(WHAT THE EXERCISE ASKS)
Write out every one of the rows below word for word, changing nothing.

(Object location annotation data)
-- Start --

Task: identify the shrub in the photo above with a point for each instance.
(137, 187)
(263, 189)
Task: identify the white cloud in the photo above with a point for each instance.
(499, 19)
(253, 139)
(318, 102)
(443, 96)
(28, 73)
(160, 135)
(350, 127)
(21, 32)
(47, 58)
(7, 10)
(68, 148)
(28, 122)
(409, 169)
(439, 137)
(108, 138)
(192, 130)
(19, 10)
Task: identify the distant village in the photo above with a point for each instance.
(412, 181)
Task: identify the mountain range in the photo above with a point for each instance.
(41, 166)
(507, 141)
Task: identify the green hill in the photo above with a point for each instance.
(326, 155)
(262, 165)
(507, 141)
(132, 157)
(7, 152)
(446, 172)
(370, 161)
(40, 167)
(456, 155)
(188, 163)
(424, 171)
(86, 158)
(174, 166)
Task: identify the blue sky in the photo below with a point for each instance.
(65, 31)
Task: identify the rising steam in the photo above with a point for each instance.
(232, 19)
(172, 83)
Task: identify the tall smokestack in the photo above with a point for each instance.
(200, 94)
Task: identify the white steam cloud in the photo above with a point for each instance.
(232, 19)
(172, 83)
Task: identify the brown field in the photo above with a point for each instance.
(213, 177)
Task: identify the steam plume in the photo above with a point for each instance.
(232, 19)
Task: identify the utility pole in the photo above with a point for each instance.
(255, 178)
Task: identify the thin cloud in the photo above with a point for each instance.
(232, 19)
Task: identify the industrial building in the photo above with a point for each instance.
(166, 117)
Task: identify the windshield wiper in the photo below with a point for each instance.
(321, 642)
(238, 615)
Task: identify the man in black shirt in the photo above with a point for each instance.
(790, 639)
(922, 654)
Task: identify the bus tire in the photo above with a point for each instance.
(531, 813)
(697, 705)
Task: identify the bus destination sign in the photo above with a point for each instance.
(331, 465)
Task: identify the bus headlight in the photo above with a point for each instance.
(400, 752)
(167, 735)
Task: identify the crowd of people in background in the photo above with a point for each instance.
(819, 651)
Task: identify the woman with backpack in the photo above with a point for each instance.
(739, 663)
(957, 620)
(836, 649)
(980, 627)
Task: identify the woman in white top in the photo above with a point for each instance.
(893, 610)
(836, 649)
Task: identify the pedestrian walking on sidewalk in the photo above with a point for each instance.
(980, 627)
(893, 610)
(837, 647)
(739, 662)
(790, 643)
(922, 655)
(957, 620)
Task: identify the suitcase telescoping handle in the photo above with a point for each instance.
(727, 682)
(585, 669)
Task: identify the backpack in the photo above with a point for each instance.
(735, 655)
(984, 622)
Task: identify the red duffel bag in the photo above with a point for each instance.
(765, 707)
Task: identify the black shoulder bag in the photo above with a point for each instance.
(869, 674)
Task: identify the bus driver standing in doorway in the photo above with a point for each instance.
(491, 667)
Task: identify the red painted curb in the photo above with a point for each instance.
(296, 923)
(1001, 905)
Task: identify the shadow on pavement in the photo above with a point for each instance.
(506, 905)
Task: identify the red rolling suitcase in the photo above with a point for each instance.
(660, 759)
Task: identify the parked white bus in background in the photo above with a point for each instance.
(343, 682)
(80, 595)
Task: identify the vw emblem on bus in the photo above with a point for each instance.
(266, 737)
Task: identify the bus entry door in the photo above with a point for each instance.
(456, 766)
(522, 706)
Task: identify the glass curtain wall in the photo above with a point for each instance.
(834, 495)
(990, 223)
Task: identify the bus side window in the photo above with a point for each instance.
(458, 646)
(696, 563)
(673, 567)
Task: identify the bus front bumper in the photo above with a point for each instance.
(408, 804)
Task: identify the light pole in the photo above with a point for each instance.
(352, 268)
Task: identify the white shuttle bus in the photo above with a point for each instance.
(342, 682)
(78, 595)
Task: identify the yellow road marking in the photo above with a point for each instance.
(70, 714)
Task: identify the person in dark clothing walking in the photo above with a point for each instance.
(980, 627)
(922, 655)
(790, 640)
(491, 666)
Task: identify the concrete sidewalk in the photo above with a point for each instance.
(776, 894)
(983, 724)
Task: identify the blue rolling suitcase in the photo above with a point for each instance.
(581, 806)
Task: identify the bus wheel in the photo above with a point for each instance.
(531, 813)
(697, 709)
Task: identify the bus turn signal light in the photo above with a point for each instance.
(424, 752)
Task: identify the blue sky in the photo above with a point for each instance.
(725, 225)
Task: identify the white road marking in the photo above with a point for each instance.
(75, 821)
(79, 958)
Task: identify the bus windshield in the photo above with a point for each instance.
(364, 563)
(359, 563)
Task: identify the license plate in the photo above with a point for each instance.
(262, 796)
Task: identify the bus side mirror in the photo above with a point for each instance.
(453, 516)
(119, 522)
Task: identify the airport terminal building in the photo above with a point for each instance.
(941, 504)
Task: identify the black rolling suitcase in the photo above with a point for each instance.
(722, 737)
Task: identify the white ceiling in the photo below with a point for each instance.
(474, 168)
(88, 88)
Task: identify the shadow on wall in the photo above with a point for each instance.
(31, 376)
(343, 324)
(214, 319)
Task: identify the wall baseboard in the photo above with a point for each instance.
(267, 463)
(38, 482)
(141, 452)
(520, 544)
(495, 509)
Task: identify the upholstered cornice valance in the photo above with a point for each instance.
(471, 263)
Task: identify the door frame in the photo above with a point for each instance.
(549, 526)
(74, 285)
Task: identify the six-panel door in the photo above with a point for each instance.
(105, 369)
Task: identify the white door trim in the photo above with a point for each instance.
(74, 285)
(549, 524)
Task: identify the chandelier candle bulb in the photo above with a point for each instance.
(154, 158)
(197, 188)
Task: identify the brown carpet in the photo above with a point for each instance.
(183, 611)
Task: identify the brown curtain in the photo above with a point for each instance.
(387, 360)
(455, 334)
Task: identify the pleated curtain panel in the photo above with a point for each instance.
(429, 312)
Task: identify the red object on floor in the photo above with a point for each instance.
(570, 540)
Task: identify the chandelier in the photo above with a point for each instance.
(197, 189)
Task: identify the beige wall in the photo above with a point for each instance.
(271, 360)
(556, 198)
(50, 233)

-- End --

(FULL ANSWER)
Task: identify the shrub in the photo above with a point for each instance.
(137, 187)
(263, 189)
Task: identify the white cloud in the photo above with a point for each instance.
(499, 19)
(253, 139)
(318, 102)
(443, 96)
(28, 73)
(160, 135)
(350, 127)
(21, 32)
(47, 58)
(7, 10)
(68, 148)
(28, 122)
(409, 169)
(439, 137)
(108, 138)
(192, 130)
(19, 10)
Task: identify the distant village in the photo above with a point for each instance.
(412, 181)
Task: identify the mountain range in the photo above with a point for each instance.
(41, 166)
(507, 141)
Task: identify the green hill in the photo above with a point for each instance.
(326, 155)
(262, 165)
(507, 141)
(132, 157)
(7, 152)
(446, 172)
(370, 161)
(40, 167)
(456, 155)
(188, 163)
(424, 171)
(86, 158)
(174, 166)
Task: identify the blue sky in the photo below with a point for each instance.
(65, 31)
Task: identify the rising steam in the photo above with a point for each instance.
(232, 19)
(172, 83)
Task: identify the tall smokestack in the photo above with a point for each instance.
(200, 94)
Task: identify the white steam cloud in the photo above with a point for each instance.
(232, 19)
(172, 83)
Task: identify the brown field in the photo above with a point for each instance.
(213, 177)
Task: identify the steam plume in the photo above with a point for each instance.
(232, 19)
Task: identify the utility pole in the photo above with a point for each instance.
(255, 178)
Task: identify the thin cloud in the photo above with a point for each instance.
(232, 19)
Task: identify the industrial building in the photo above with a point for each instance.
(166, 117)
Task: identify the windshield wiper in the photo below with a point for each instance.
(321, 642)
(238, 615)
Task: identify the man in black shirt in the photo above with a point for each instance.
(790, 639)
(922, 654)
Task: identify the bus tire in the photo above with a point for each instance.
(531, 813)
(697, 705)
Task: identify the bus destination sign in the photo above with a point for each instance.
(331, 465)
Task: identify the bus headlight in the photo above with a point for each instance.
(400, 752)
(167, 735)
Task: identify the crowd of people in background in the photo above with a point for each instance.
(819, 651)
Task: identify the woman with backpack in the photo above with a point for each instance.
(739, 663)
(957, 620)
(836, 649)
(980, 627)
Task: identify the woman in white top in the photo above with a point for each instance.
(893, 610)
(836, 649)
Task: identify the pedestrian walking on sidewalk in the photo above with a point for each instance.
(980, 627)
(893, 610)
(837, 647)
(739, 662)
(790, 643)
(922, 655)
(957, 620)
Task: identify the suitcase telescoping handle in the photo above with a point for each instance.
(727, 682)
(585, 669)
Task: identify the backpack in the photo above with a point for each instance.
(735, 655)
(984, 622)
Task: identify the red duffel bag in the photo above with a point for each instance.
(765, 707)
Task: identify the black shoulder bag in the photo above with a point for each instance.
(869, 674)
Task: identify the bus driver standing in doorway in the photo above with a point for each instance.
(491, 667)
Task: identify the red painted curb in the photo above with a point for each instance.
(296, 923)
(1001, 905)
Task: identify the shadow on pavement in the photo above with a point for each instance.
(506, 905)
Task: identify the red rolling suitcase in the photo above with a point for each instance.
(660, 759)
Task: identify the parked white bus in background in the photo above with a point for each instance.
(343, 682)
(80, 595)
Task: identify the vw emblem on bus in the photo above with a point for each instance.
(266, 737)
Task: identify the bus entry door in the photo above with a point for each instance.
(456, 766)
(522, 706)
Task: identify the glass curtain wall in the photo above with a point for each instance.
(834, 495)
(990, 223)
Task: identify the bus side window in the photo above with a point for each instance.
(458, 646)
(696, 563)
(673, 567)
Task: identify the bus front bumper in the photo above with a point for each instance.
(408, 804)
Task: identify the light pole in the photo above with a point for each instance.
(352, 268)
Task: identify the white shuttle bus in the photo above with a point for each instance.
(342, 682)
(78, 595)
Task: identify the yellow road marking in the photo above with a point for each instance.
(70, 714)
Task: identify the person in dark clothing walking in the photo above with a point for each instance.
(980, 627)
(922, 655)
(790, 640)
(491, 666)
Task: identify the concrete sidewalk in the photo above with a point for each instance.
(776, 894)
(983, 724)
Task: identify the blue rolling suitcase in the photo above with a point for each instance.
(581, 806)
Task: identify the bus wheel in the photo above with a point for each instance.
(531, 813)
(697, 709)
Task: identify the bus turn signal light in the photo above with a point for each instance.
(424, 752)
Task: identify the blue sky in the photo above with a point for each instance.
(725, 225)
Task: identify the white road marking in the photo above with a point for each instance.
(75, 821)
(79, 958)
Task: identify the bus windshield in the photo above with a point for each instance.
(364, 563)
(359, 563)
Task: identify the license plate in the photo above with a point for each instance.
(262, 796)
Task: identify the bus side mirror in the photo above with a point for each instance.
(453, 516)
(119, 522)
Task: identify the airport terminal building in the photo above with a point for each instance.
(941, 504)
Task: identify the black rolling suitcase in the photo above with a point for each instance.
(722, 737)
Task: identify the white ceiling in the photo below with a point for each instance.
(474, 168)
(88, 88)
Task: identify the shadow on wall in the photo above with a point for each instance.
(31, 376)
(343, 324)
(214, 319)
Task: identify the wall baseboard in the photo above with a point for each instance.
(267, 463)
(38, 482)
(141, 452)
(520, 544)
(495, 509)
Task: identify the upholstered cornice valance in the photo above with a point for each instance.
(471, 263)
Task: identify the door frame in the photo above with a point for each instance.
(549, 526)
(74, 285)
Task: identify the six-panel door in the photo above with a point for each instance.
(105, 369)
Task: identify the white door trim in the photo above with a point for each instance.
(74, 285)
(549, 524)
Task: identify the chandelier candle bulb in the photo above with a point for each instance.
(154, 158)
(197, 188)
Task: identify the brown carpet in the photo above with a point for each instance.
(183, 611)
Task: identify the brown curtain in the photo above with a point for each instance.
(387, 360)
(455, 334)
Task: identify the pleated curtain panel in the photo above with a point for each instance.
(429, 312)
Task: identify the red object on floor in the photo above with a point for each instance.
(570, 540)
Task: identify the chandelier in the photo above with a point for each instance.
(197, 189)
Task: identify the beige wall in the photo above with a point for each instance.
(271, 360)
(556, 198)
(50, 233)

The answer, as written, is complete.